Saved data entries:
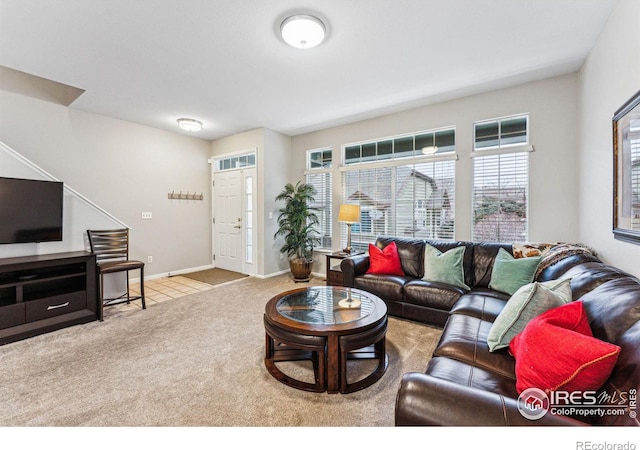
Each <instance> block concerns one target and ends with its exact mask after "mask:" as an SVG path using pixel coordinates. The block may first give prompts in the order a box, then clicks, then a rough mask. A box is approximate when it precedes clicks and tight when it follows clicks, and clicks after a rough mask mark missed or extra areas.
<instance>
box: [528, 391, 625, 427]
mask: <svg viewBox="0 0 640 450" xmlns="http://www.w3.org/2000/svg"><path fill="white" fill-rule="evenodd" d="M636 408H637V390H636V389H629V391H627V392H617V391H616V392H614V393H613V394H610V393H608V392H605V391H602V392H596V391H573V392H567V391H552V392H545V391H543V390H542V389H538V388H528V389H525V390H524V391H522V393H521V394H520V395H519V396H518V411H519V412H520V414H521V415H522V416H523V417H525V418H527V419H529V420H538V419H541V418H542V417H544V416H545V414H547V412H551V414H554V415H562V416H571V417H584V418H586V417H589V416H599V417H604V416H622V415H625V414H629V417H630V418H632V419H635V418H636V417H637V409H636Z"/></svg>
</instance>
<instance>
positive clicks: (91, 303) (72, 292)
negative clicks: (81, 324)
mask: <svg viewBox="0 0 640 450" xmlns="http://www.w3.org/2000/svg"><path fill="white" fill-rule="evenodd" d="M97 319H98V295H97V285H96V257H95V255H93V254H92V253H89V252H84V251H78V252H66V253H53V254H48V255H34V256H23V257H16V258H4V259H0V344H6V343H8V342H13V341H17V340H20V339H25V338H28V337H32V336H35V335H38V334H42V333H47V332H50V331H54V330H58V329H60V328H65V327H68V326H71V325H77V324H80V323H86V322H91V321H93V320H97Z"/></svg>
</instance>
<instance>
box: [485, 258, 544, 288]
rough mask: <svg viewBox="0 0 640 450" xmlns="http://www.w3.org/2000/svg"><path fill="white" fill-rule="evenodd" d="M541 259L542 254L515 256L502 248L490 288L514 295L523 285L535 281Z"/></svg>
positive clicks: (491, 280)
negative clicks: (530, 255) (513, 256)
mask: <svg viewBox="0 0 640 450" xmlns="http://www.w3.org/2000/svg"><path fill="white" fill-rule="evenodd" d="M541 260H542V256H535V257H534V256H532V257H529V258H514V257H513V256H511V254H510V253H509V252H508V251H506V250H505V249H503V248H501V249H500V250H499V251H498V255H497V256H496V260H495V261H494V263H493V271H492V272H491V280H490V281H489V288H491V289H493V290H496V291H500V292H504V293H505V294H509V295H513V294H514V293H515V292H516V291H517V290H518V289H520V288H521V287H522V286H524V285H525V284H529V283H531V282H532V281H533V277H534V276H535V274H536V270H537V269H538V265H539V264H540V261H541Z"/></svg>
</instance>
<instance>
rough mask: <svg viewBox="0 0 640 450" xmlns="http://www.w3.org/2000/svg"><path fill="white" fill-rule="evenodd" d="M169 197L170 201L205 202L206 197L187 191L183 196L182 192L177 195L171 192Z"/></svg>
mask: <svg viewBox="0 0 640 450" xmlns="http://www.w3.org/2000/svg"><path fill="white" fill-rule="evenodd" d="M167 196H168V197H169V200H203V199H204V196H203V194H202V192H201V193H199V194H198V193H196V192H193V193H192V192H189V191H187V193H186V194H183V193H182V191H180V192H178V193H176V192H175V191H171V192H169V194H168V195H167Z"/></svg>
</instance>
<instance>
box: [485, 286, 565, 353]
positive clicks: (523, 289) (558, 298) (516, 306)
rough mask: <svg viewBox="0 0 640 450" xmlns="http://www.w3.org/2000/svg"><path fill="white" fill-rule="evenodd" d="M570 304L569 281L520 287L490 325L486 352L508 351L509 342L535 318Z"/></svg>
mask: <svg viewBox="0 0 640 450" xmlns="http://www.w3.org/2000/svg"><path fill="white" fill-rule="evenodd" d="M571 300H572V297H571V279H569V278H567V279H564V280H551V281H545V282H543V283H538V282H535V283H531V284H527V285H524V286H522V287H521V288H520V289H518V290H517V291H516V293H515V294H513V295H512V296H511V298H510V299H509V301H508V302H507V304H506V305H505V307H504V309H503V310H502V311H501V312H500V314H499V315H498V317H496V320H495V321H494V322H493V325H492V326H491V329H490V330H489V335H488V336H487V344H489V351H490V352H493V351H495V350H498V349H501V348H505V347H508V346H509V343H510V342H511V339H513V338H514V337H515V336H516V335H517V334H519V333H520V332H521V331H522V330H524V328H525V326H526V325H527V324H528V323H529V322H530V321H531V320H532V319H533V318H534V317H537V316H539V315H540V314H542V313H543V312H545V311H548V310H549V309H552V308H556V307H558V306H562V305H564V304H565V303H569V302H570V301H571Z"/></svg>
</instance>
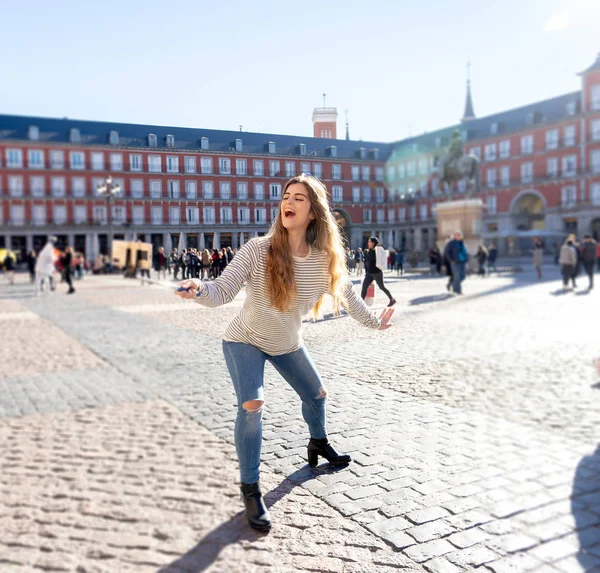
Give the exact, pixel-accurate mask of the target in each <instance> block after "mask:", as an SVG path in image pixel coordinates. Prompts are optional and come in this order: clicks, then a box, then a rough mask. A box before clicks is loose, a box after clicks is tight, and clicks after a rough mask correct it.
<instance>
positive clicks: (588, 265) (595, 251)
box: [581, 235, 597, 290]
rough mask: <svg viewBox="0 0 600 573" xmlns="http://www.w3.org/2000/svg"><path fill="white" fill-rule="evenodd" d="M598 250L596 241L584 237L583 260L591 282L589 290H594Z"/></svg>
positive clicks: (589, 282)
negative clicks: (597, 253)
mask: <svg viewBox="0 0 600 573" xmlns="http://www.w3.org/2000/svg"><path fill="white" fill-rule="evenodd" d="M596 248H597V245H596V241H594V239H592V237H590V235H585V236H584V237H583V245H582V249H581V258H582V263H583V268H584V269H585V274H586V275H587V276H588V280H589V284H588V290H592V289H593V288H594V267H595V266H596Z"/></svg>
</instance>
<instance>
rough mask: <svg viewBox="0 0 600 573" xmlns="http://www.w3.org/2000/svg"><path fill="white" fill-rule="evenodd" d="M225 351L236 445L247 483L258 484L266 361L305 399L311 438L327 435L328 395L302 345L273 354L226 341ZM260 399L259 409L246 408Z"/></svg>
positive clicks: (304, 418)
mask: <svg viewBox="0 0 600 573" xmlns="http://www.w3.org/2000/svg"><path fill="white" fill-rule="evenodd" d="M223 354H224V355H225V362H226V363H227V368H228V370H229V374H230V376H231V379H232V381H233V387H234V389H235V393H236V395H237V400H238V411H237V418H236V421H235V448H236V451H237V455H238V460H239V463H240V477H241V480H242V482H244V483H255V482H257V481H258V479H259V476H260V448H261V443H262V419H263V408H262V404H264V401H265V399H264V373H265V362H266V361H267V360H268V361H269V362H270V363H271V364H272V365H273V366H274V367H275V369H276V370H277V371H278V372H279V374H281V376H282V377H283V378H284V379H285V380H286V381H287V383H288V384H289V385H290V386H291V387H292V388H293V389H294V390H295V391H296V393H297V394H298V395H299V396H300V399H301V400H302V416H303V417H304V420H305V421H306V423H307V424H308V431H309V433H310V437H311V438H315V439H322V438H326V437H327V430H326V424H325V402H326V400H325V398H326V396H327V392H326V390H325V387H324V386H323V382H322V380H321V377H320V376H319V373H318V372H317V369H316V367H315V365H314V363H313V361H312V360H311V358H310V356H309V354H308V351H307V350H306V348H305V347H304V346H303V347H302V348H300V349H299V350H296V351H295V352H290V353H289V354H280V355H277V356H271V355H269V354H266V353H265V352H263V351H262V350H260V349H258V348H256V346H251V345H250V344H243V343H241V342H228V341H225V340H224V341H223ZM252 401H258V402H259V403H260V405H259V407H258V408H244V404H247V403H248V402H252Z"/></svg>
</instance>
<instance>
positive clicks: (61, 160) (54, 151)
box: [50, 149, 65, 169]
mask: <svg viewBox="0 0 600 573" xmlns="http://www.w3.org/2000/svg"><path fill="white" fill-rule="evenodd" d="M64 166H65V152H64V151H61V150H59V149H51V150H50V167H51V168H52V169H62V168H63V167H64Z"/></svg>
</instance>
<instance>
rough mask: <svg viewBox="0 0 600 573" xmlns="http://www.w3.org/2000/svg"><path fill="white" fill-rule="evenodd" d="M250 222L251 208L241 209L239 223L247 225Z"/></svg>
mask: <svg viewBox="0 0 600 573" xmlns="http://www.w3.org/2000/svg"><path fill="white" fill-rule="evenodd" d="M249 222H250V208H249V207H240V208H239V209H238V223H241V224H244V225H247V224H248V223H249Z"/></svg>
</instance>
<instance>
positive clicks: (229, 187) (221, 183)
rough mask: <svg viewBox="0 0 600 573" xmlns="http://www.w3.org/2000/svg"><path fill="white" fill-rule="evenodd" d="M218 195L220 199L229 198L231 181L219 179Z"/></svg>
mask: <svg viewBox="0 0 600 573" xmlns="http://www.w3.org/2000/svg"><path fill="white" fill-rule="evenodd" d="M219 196H220V197H221V199H230V198H231V183H229V181H221V182H220V183H219Z"/></svg>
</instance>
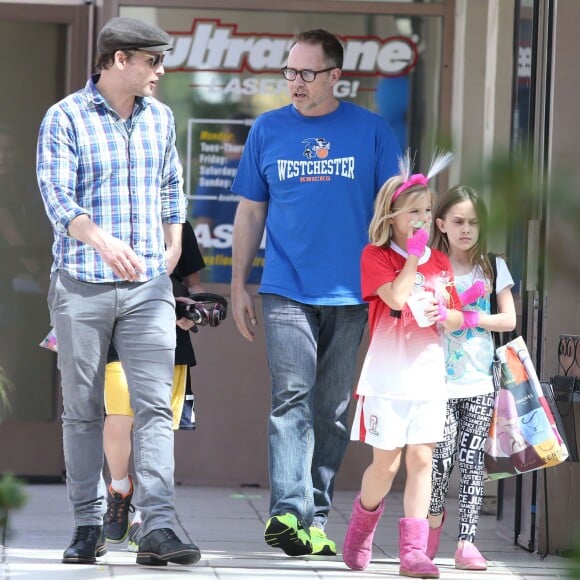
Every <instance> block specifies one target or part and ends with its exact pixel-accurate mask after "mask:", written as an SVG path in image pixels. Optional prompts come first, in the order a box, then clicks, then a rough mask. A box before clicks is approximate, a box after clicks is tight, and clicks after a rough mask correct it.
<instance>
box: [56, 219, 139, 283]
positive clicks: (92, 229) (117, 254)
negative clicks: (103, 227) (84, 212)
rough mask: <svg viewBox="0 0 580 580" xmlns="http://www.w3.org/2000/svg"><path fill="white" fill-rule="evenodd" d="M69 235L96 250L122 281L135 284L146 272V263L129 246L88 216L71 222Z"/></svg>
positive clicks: (69, 227)
mask: <svg viewBox="0 0 580 580" xmlns="http://www.w3.org/2000/svg"><path fill="white" fill-rule="evenodd" d="M68 234H69V236H71V237H73V238H76V239H77V240H80V241H81V242H83V243H85V244H88V245H89V246H91V247H92V248H94V249H95V251H97V252H98V253H99V254H100V256H101V258H103V261H104V262H105V264H107V265H108V266H109V267H110V268H111V269H112V270H113V272H115V274H116V275H117V276H119V278H121V280H126V281H127V282H135V281H137V280H138V279H139V274H140V273H143V272H145V263H144V262H143V260H142V259H141V258H139V256H137V254H136V253H135V252H134V251H133V248H131V246H129V244H126V243H125V242H123V241H122V240H120V239H119V238H115V237H114V236H112V235H111V234H109V233H108V232H106V231H105V230H103V229H102V228H100V227H99V226H98V225H97V224H95V223H94V222H93V221H92V220H91V219H90V217H89V216H88V215H86V214H82V215H79V216H77V217H76V218H75V219H73V220H72V221H71V222H70V224H69V226H68Z"/></svg>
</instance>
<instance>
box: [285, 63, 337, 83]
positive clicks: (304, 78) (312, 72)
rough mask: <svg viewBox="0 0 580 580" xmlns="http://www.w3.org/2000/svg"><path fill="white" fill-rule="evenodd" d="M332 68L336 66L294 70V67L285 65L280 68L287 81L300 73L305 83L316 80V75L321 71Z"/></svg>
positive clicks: (301, 76) (322, 71)
mask: <svg viewBox="0 0 580 580" xmlns="http://www.w3.org/2000/svg"><path fill="white" fill-rule="evenodd" d="M334 68H336V67H335V66H331V67H329V68H323V69H322V70H308V69H304V70H296V69H295V68H288V67H287V66H284V67H282V68H281V69H280V70H281V71H282V76H283V77H284V78H285V79H286V80H287V81H293V80H295V79H296V77H297V76H298V75H300V76H301V77H302V80H303V81H304V82H305V83H313V82H314V81H315V80H316V75H318V74H320V73H321V72H328V71H329V70H332V69H334Z"/></svg>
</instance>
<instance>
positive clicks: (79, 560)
mask: <svg viewBox="0 0 580 580" xmlns="http://www.w3.org/2000/svg"><path fill="white" fill-rule="evenodd" d="M106 553H107V545H106V544H104V545H102V546H98V547H97V550H96V552H95V555H94V556H89V557H82V556H69V557H68V558H67V557H66V556H63V558H62V560H61V562H62V563H63V564H96V562H97V558H100V557H101V556H104V555H105V554H106Z"/></svg>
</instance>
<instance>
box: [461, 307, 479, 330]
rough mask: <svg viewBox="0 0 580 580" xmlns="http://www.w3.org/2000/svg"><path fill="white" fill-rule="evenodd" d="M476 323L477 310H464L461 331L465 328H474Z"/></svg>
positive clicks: (477, 321) (477, 319)
mask: <svg viewBox="0 0 580 580" xmlns="http://www.w3.org/2000/svg"><path fill="white" fill-rule="evenodd" d="M478 322H479V312H477V310H464V311H463V324H462V325H461V330H465V329H466V328H475V327H476V326H477V323H478Z"/></svg>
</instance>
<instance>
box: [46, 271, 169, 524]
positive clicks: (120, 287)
mask: <svg viewBox="0 0 580 580" xmlns="http://www.w3.org/2000/svg"><path fill="white" fill-rule="evenodd" d="M48 303H49V307H50V315H51V322H52V324H53V326H54V328H55V332H56V337H57V341H58V367H59V369H60V372H61V383H62V395H63V407H64V411H63V415H62V420H63V444H64V459H65V466H66V480H67V490H68V494H69V499H70V502H71V504H72V506H73V510H74V522H75V525H77V526H86V525H102V521H103V514H104V512H105V510H106V500H105V491H106V490H105V484H104V481H103V476H102V469H103V415H104V411H103V409H104V402H103V399H104V376H105V364H106V361H107V351H108V349H109V344H110V342H111V340H112V342H113V345H114V347H115V349H116V350H117V352H118V353H119V358H120V360H121V363H122V364H123V369H124V371H125V374H126V376H127V382H128V385H129V394H130V398H131V407H132V408H133V411H134V414H135V417H134V421H133V457H134V463H135V471H136V481H137V494H136V499H138V501H136V502H134V503H135V507H136V508H137V509H139V510H140V511H141V512H142V514H143V516H144V517H143V528H142V529H143V535H144V534H147V533H148V532H149V531H151V530H154V529H157V528H173V527H174V517H175V510H174V487H173V471H174V457H173V429H172V422H173V417H172V411H171V406H170V396H171V387H172V384H173V365H174V355H175V301H174V298H173V293H172V288H171V282H170V280H169V277H168V276H159V277H157V278H154V279H153V280H150V281H148V282H119V283H110V284H108V283H103V284H90V283H86V282H81V281H79V280H75V279H73V278H71V277H70V276H68V275H67V274H65V273H63V272H61V271H58V272H56V273H55V274H54V275H53V277H52V279H51V283H50V290H49V294H48Z"/></svg>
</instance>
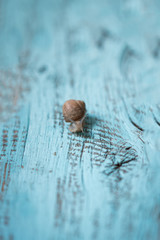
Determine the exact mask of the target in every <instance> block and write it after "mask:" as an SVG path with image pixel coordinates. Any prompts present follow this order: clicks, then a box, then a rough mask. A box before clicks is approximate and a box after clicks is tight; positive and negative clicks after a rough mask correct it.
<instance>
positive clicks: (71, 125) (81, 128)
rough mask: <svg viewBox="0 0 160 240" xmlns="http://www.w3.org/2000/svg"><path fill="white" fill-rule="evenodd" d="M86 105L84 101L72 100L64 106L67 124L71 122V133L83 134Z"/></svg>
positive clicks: (64, 112) (64, 116)
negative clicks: (82, 132)
mask: <svg viewBox="0 0 160 240" xmlns="http://www.w3.org/2000/svg"><path fill="white" fill-rule="evenodd" d="M85 114H86V105H85V102H84V101H80V100H73V99H70V100H68V101H66V102H65V103H64V105H63V116H64V119H65V121H66V122H71V124H70V127H69V130H70V131H71V132H83V126H84V119H85Z"/></svg>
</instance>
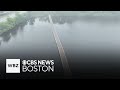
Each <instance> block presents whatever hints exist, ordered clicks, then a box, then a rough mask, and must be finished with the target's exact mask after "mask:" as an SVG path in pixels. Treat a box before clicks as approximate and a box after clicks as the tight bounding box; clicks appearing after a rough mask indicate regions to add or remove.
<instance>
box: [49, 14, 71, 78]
mask: <svg viewBox="0 0 120 90" xmlns="http://www.w3.org/2000/svg"><path fill="white" fill-rule="evenodd" d="M49 20H50V23H51V25H52V28H53V29H52V33H53V35H54V39H55V41H56V44H57V48H58V51H59V54H60V58H61V62H62V66H63V69H64V75H65V76H67V77H68V76H71V75H72V74H71V71H70V68H69V64H68V60H67V57H66V55H65V52H64V49H63V46H62V43H61V41H60V39H59V36H58V34H57V32H56V30H55V27H54V24H53V21H52V18H51V15H49Z"/></svg>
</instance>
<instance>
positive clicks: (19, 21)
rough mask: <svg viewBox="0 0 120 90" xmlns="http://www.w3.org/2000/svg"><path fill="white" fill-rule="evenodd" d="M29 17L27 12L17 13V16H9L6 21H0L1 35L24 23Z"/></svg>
mask: <svg viewBox="0 0 120 90" xmlns="http://www.w3.org/2000/svg"><path fill="white" fill-rule="evenodd" d="M27 18H28V17H27V14H19V13H16V15H15V17H13V18H11V17H8V18H7V20H6V21H5V22H0V35H1V34H3V33H4V32H7V31H9V30H11V29H13V28H15V27H16V26H17V25H19V24H20V23H23V22H24V21H26V20H27Z"/></svg>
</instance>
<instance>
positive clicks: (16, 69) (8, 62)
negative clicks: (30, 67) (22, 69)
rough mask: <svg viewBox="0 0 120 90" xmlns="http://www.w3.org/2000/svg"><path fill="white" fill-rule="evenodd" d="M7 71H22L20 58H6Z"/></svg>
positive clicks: (16, 71)
mask: <svg viewBox="0 0 120 90" xmlns="http://www.w3.org/2000/svg"><path fill="white" fill-rule="evenodd" d="M6 73H20V59H6Z"/></svg>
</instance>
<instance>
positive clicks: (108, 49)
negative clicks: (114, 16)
mask: <svg viewBox="0 0 120 90" xmlns="http://www.w3.org/2000/svg"><path fill="white" fill-rule="evenodd" d="M52 18H53V22H54V25H55V28H56V31H57V32H58V35H59V37H60V40H61V42H62V45H63V47H64V50H65V53H66V56H67V58H68V62H69V64H70V67H71V70H72V71H73V72H79V73H86V72H87V73H88V72H90V70H91V71H93V72H96V73H103V71H101V70H103V68H104V70H105V71H104V73H107V74H108V73H109V72H115V73H116V72H117V73H120V71H119V69H120V20H119V19H114V18H112V19H109V18H107V19H104V18H101V17H99V18H96V17H95V18H81V17H52ZM51 29H52V28H51V24H50V23H49V20H48V17H40V18H36V19H32V20H30V21H28V22H27V23H25V24H23V25H22V26H20V27H18V28H17V29H16V30H12V31H10V32H8V33H5V34H4V35H2V36H1V37H0V38H1V39H0V40H1V42H0V58H1V62H0V63H3V62H4V61H3V60H5V59H6V58H23V59H36V58H37V59H54V60H55V62H56V67H58V69H57V70H58V71H59V67H62V65H61V61H60V58H59V53H58V50H57V46H56V43H55V40H54V37H53V34H52V30H51ZM2 61H3V62H2ZM83 70H86V72H85V71H83ZM110 70H112V71H110ZM61 71H62V69H60V72H61Z"/></svg>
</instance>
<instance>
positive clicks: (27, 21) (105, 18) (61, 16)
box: [0, 15, 120, 45]
mask: <svg viewBox="0 0 120 90" xmlns="http://www.w3.org/2000/svg"><path fill="white" fill-rule="evenodd" d="M35 19H36V18H32V17H31V18H30V19H29V20H27V21H26V22H24V23H21V24H20V25H19V26H17V27H15V28H14V29H13V30H10V31H8V32H5V33H4V34H2V35H1V36H0V37H1V38H2V40H1V41H0V45H1V43H2V42H8V41H9V40H10V38H11V37H15V36H16V35H17V33H18V31H19V30H20V31H23V30H24V29H23V28H24V26H25V25H27V23H28V22H29V25H31V26H32V25H34V23H35ZM38 19H39V21H40V22H41V21H44V22H47V21H48V22H49V18H48V15H44V16H39V17H38ZM52 20H53V23H54V24H56V23H58V24H64V23H68V24H71V23H73V22H75V21H81V22H86V23H88V22H96V21H97V22H102V23H105V22H107V23H108V22H109V23H111V22H113V23H116V22H117V21H120V20H119V19H118V18H115V17H79V16H52ZM106 25H107V24H106ZM108 25H109V24H108Z"/></svg>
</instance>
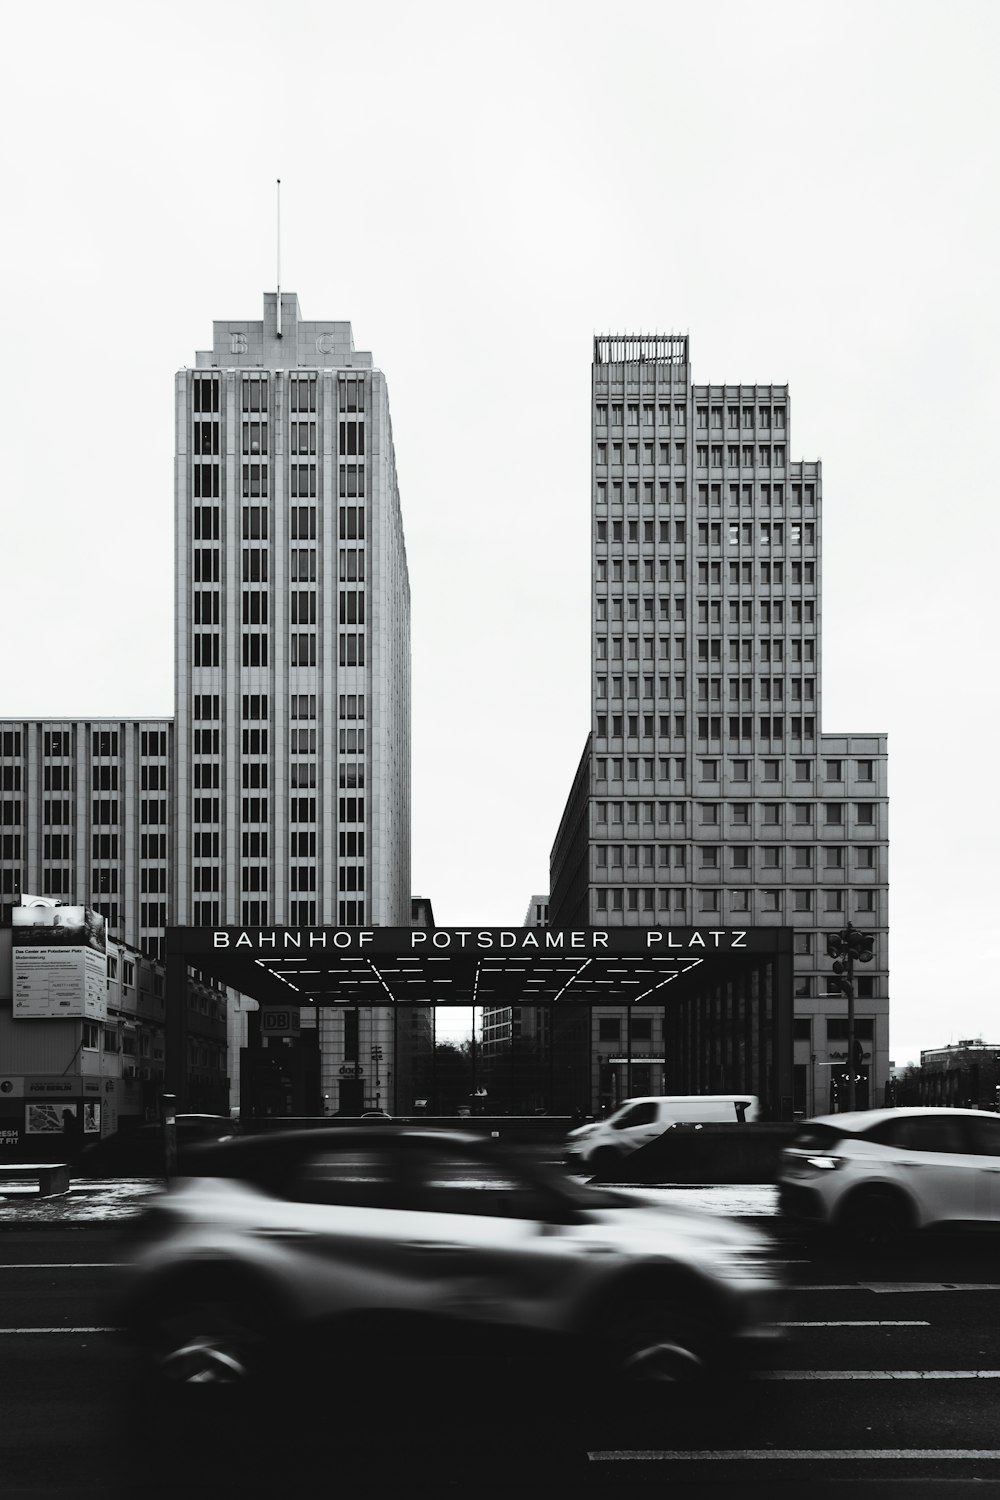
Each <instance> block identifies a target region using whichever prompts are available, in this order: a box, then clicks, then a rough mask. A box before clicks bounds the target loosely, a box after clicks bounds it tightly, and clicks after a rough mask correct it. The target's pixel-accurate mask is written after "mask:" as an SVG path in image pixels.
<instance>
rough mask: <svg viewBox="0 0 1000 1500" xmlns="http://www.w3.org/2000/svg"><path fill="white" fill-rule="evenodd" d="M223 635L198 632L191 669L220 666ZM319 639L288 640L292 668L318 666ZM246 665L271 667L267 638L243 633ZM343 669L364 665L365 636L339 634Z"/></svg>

_Work request_:
Extract each line of the records above that contains the word "this", and list those lines.

_Task response_:
Give the exact, pixel-accurate mask of the target in each <instance> block after "mask:", as an SVG path in image pixel coordinates. Prompts are optional and come in this order: clicks, then a box, then a rough mask. A box before clicks is loose, a box after clicks is tight, and clicks after a rough mask correct it.
Determine the exact mask of the target in every <instance> block and write it after "mask:" as an SVG path with image pixel coordinates. Any prompts present follow this order: clicks, then a box, then a rough mask. A box before clicks is approximate and a box after clicks is tight; positive and negative clicks after a rough mask correct it.
Each <instance> block identifies a target region using whichever prompts are available, in this order: a box, then clicks, then a rough mask. A box before clicks bounds the target loosely, a box after clicks bounds it tightly, and clicks after a rough mask correct it. The target's pixel-accurate mask is written after "mask:" as an SVG path in image pixels.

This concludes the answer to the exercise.